▶ Work request: Note every line in the entries that contains the string "pixel", and copy it.
◇ ◇ ◇ ◇
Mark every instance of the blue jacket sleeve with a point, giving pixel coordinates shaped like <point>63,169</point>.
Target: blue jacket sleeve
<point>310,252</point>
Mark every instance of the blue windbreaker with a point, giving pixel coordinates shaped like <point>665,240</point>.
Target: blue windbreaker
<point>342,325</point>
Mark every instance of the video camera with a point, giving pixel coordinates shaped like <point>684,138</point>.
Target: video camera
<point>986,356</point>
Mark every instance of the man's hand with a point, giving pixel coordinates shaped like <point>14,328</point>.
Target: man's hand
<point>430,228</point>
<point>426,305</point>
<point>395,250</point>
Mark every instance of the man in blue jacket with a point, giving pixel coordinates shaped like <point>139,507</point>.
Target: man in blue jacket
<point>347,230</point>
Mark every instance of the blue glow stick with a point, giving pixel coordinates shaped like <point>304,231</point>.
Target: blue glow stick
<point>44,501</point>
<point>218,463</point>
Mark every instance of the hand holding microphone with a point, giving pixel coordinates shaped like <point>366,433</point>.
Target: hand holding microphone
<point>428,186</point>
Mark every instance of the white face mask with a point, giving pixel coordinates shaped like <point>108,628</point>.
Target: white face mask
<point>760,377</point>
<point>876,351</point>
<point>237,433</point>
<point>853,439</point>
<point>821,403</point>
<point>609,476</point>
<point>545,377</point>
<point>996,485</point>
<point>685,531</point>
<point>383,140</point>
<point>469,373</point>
◇ ◇ ◇ ◇
▶ Solution:
Mark every instance of the blue jacket sleeve with a point, giving pixel coordinates shaped like <point>63,169</point>.
Mark every instance of the blue windbreaker with a point, giving pixel coordinates shaped like <point>665,240</point>.
Mark every instance of the video camera with a point, giving pixel coordinates shaped like <point>684,138</point>.
Mark every instance of the man's hand with a point, giving pixel coordinates shaped like <point>14,328</point>.
Mark every instance of the man in blue jacket with a point, giving pixel coordinates shaped like <point>139,507</point>.
Mark every instance of the blue glow stick with a point, giving pixel coordinates shaped like <point>304,231</point>.
Mark every instance of the hand holding microphone with a point, giving pixel coordinates shaped like <point>366,433</point>.
Mark every instance of the white face mask with a point, giving pixel coordinates shaped like <point>108,628</point>.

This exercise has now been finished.